(Beginning of SUPPLIED INFORMATION)

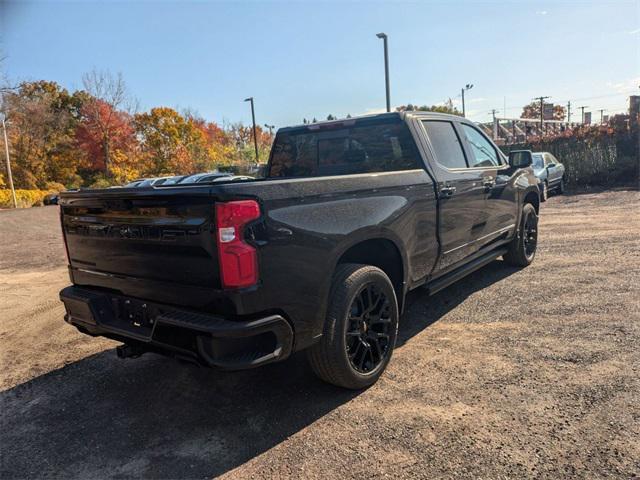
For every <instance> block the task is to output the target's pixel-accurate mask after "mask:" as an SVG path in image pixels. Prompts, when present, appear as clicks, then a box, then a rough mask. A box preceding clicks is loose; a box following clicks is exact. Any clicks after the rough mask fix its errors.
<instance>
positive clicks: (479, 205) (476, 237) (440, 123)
mask: <svg viewBox="0 0 640 480" xmlns="http://www.w3.org/2000/svg"><path fill="white" fill-rule="evenodd" d="M421 123H422V126H423V128H424V130H425V133H426V138H427V139H428V145H429V150H430V153H431V156H432V158H433V161H432V162H430V163H431V167H432V169H433V173H434V175H435V177H436V187H437V192H438V204H439V208H438V212H439V221H438V225H439V227H438V234H439V238H440V245H441V250H442V251H441V256H440V261H439V263H438V265H437V266H436V268H435V271H434V273H437V272H441V271H443V270H446V269H448V268H450V267H451V266H452V265H454V264H456V263H457V262H459V261H461V260H463V259H464V258H465V257H468V256H469V255H471V254H473V253H475V252H476V251H477V250H478V240H479V239H480V237H482V235H484V229H485V226H486V223H487V218H486V217H487V212H486V201H485V197H486V191H485V187H484V186H483V184H482V182H483V176H484V173H485V172H484V170H483V169H470V168H468V160H467V152H466V149H465V148H464V147H463V143H462V141H461V136H460V135H461V132H460V131H459V130H458V128H457V127H456V125H455V123H454V122H451V121H447V120H438V119H433V120H431V119H425V120H422V121H421Z"/></svg>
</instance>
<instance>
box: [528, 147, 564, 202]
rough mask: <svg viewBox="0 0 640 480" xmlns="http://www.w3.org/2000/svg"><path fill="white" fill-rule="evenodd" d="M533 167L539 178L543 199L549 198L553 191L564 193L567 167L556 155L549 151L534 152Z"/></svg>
mask: <svg viewBox="0 0 640 480" xmlns="http://www.w3.org/2000/svg"><path fill="white" fill-rule="evenodd" d="M532 167H533V173H534V174H535V176H536V177H537V179H538V188H539V189H540V200H541V201H543V202H544V201H545V200H546V199H547V198H549V194H550V193H551V192H552V191H557V192H558V193H564V189H565V169H564V165H562V163H560V162H559V161H558V159H557V158H556V157H554V156H553V155H552V154H550V153H549V152H533V164H532Z"/></svg>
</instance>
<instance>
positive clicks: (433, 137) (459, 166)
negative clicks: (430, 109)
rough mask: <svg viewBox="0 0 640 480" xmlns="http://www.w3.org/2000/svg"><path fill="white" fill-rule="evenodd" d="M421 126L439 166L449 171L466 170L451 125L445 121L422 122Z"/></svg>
mask: <svg viewBox="0 0 640 480" xmlns="http://www.w3.org/2000/svg"><path fill="white" fill-rule="evenodd" d="M422 125H423V126H424V128H425V130H426V131H427V136H428V137H429V141H430V142H431V146H432V147H433V150H434V154H435V156H436V161H437V162H438V163H439V164H440V165H442V166H444V167H446V168H451V169H453V168H467V160H466V158H465V155H464V150H463V148H462V144H461V143H460V138H458V133H457V132H456V130H455V128H454V126H453V123H451V122H448V121H445V120H423V121H422Z"/></svg>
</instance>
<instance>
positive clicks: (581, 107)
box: [578, 105, 589, 124]
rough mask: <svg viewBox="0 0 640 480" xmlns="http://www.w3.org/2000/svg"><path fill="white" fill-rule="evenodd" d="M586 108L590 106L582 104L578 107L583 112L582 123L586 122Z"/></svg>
mask: <svg viewBox="0 0 640 480" xmlns="http://www.w3.org/2000/svg"><path fill="white" fill-rule="evenodd" d="M585 108H589V105H582V106H581V107H578V109H579V110H580V111H581V112H582V123H583V124H584V109H585Z"/></svg>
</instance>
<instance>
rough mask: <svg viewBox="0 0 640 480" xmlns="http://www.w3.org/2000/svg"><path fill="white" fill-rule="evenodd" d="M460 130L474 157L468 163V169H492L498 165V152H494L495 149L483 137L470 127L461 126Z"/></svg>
mask: <svg viewBox="0 0 640 480" xmlns="http://www.w3.org/2000/svg"><path fill="white" fill-rule="evenodd" d="M462 130H463V131H464V133H465V135H466V136H467V142H468V143H469V146H470V147H471V152H472V153H473V157H474V158H472V159H470V161H469V166H470V167H492V166H497V165H500V160H499V158H498V152H496V149H495V148H494V147H493V145H492V144H491V142H489V140H487V138H486V137H485V136H484V135H482V134H481V133H480V132H479V131H478V130H476V129H475V128H473V127H472V126H470V125H465V124H462Z"/></svg>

(End of SUPPLIED INFORMATION)

• _TASK DIRECTIONS_
Print every line of the records above word for word, leaving out the pictures.

• _TASK RESULT_
For every <instance> block the task is to output the target's pixel-accurate mask after "mask:" as an SVG path in image pixels. Prompts, when present, appear as clicks, then a box, then a rough mask. A box preceding clicks is loose; a box following clicks is exact. Any clicks after the rough mask fix its errors.
<instance>
positive clicks: (479, 205) (476, 237) (440, 123)
mask: <svg viewBox="0 0 640 480" xmlns="http://www.w3.org/2000/svg"><path fill="white" fill-rule="evenodd" d="M421 123H422V126H423V128H424V130H425V133H426V138H427V139H428V145H429V150H430V153H431V156H432V158H433V161H432V162H430V163H431V167H432V169H433V173H434V175H435V177H436V187H437V192H438V204H439V208H438V212H439V221H438V225H439V227H438V234H439V238H440V245H441V250H442V251H441V256H440V261H439V263H438V265H437V266H436V268H435V271H434V273H437V272H441V271H443V270H446V269H448V268H450V267H451V266H452V265H454V264H456V263H457V262H459V261H461V260H463V259H464V258H465V257H468V256H469V255H471V254H473V253H475V252H476V251H477V250H478V240H479V239H480V237H482V235H484V229H485V226H486V223H487V218H486V217H487V212H486V201H485V197H486V191H485V187H484V186H483V184H482V182H483V176H484V173H485V172H484V170H483V169H470V168H468V160H467V152H466V149H465V148H464V147H463V143H462V141H461V136H460V135H461V132H460V131H459V130H458V128H457V127H456V125H455V123H454V122H451V121H447V120H438V119H433V120H431V119H425V120H422V121H421Z"/></svg>
</instance>
<instance>
box: [528, 147, 564, 202]
rough mask: <svg viewBox="0 0 640 480" xmlns="http://www.w3.org/2000/svg"><path fill="white" fill-rule="evenodd" d="M533 167L539 178L543 199L549 198L553 191L564 193L567 167L556 155L549 151L534 152Z"/></svg>
mask: <svg viewBox="0 0 640 480" xmlns="http://www.w3.org/2000/svg"><path fill="white" fill-rule="evenodd" d="M532 167H533V173H534V174H535V176H536V177H537V179H538V188H539V189H540V200H541V201H543V202H544V201H545V200H546V199H547V198H549V194H550V193H551V192H552V191H557V192H558V193H564V189H565V169H564V165H562V163H560V162H559V161H558V159H557V158H556V157H554V156H553V155H552V154H550V153H549V152H533V164H532Z"/></svg>
</instance>
<instance>
positive clicks: (433, 137) (459, 166)
negative clicks: (430, 109)
rough mask: <svg viewBox="0 0 640 480" xmlns="http://www.w3.org/2000/svg"><path fill="white" fill-rule="evenodd" d="M421 126L439 166L449 171L466 170L451 125L445 121L422 122Z"/></svg>
mask: <svg viewBox="0 0 640 480" xmlns="http://www.w3.org/2000/svg"><path fill="white" fill-rule="evenodd" d="M422 125H423V126H424V128H425V130H426V131H427V136H428V137H429V141H430V142H431V146H432V147H433V150H434V154H435V156H436V161H437V162H438V163H439V164H440V165H442V166H444V167H446V168H451V169H453V168H467V160H466V158H465V155H464V150H463V148H462V144H461V143H460V138H458V133H457V132H456V130H455V128H454V126H453V123H451V122H448V121H445V120H423V121H422Z"/></svg>
</instance>
<instance>
positive clicks: (581, 107)
box: [578, 105, 589, 124]
rough mask: <svg viewBox="0 0 640 480" xmlns="http://www.w3.org/2000/svg"><path fill="white" fill-rule="evenodd" d="M586 108L590 106L582 104L578 107L583 112L582 123L586 122Z"/></svg>
mask: <svg viewBox="0 0 640 480" xmlns="http://www.w3.org/2000/svg"><path fill="white" fill-rule="evenodd" d="M585 108H589V105H582V106H581V107H578V109H579V110H580V111H581V112H582V123H583V124H584V109H585Z"/></svg>
</instance>
<instance>
rough mask: <svg viewBox="0 0 640 480" xmlns="http://www.w3.org/2000/svg"><path fill="white" fill-rule="evenodd" d="M460 130L474 157L468 163V169H492L498 165V152H494L495 149L483 137L470 127L461 126Z"/></svg>
mask: <svg viewBox="0 0 640 480" xmlns="http://www.w3.org/2000/svg"><path fill="white" fill-rule="evenodd" d="M462 130H463V131H464V133H465V135H466V136H467V142H468V143H469V146H470V147H471V152H472V153H473V157H474V158H472V159H470V161H469V166H470V167H492V166H497V165H500V160H499V158H498V152H496V149H495V148H494V147H493V145H492V144H491V142H489V140H487V138H486V137H485V136H484V135H482V134H481V133H480V132H479V131H478V130H476V129H475V128H473V127H472V126H470V125H465V124H462Z"/></svg>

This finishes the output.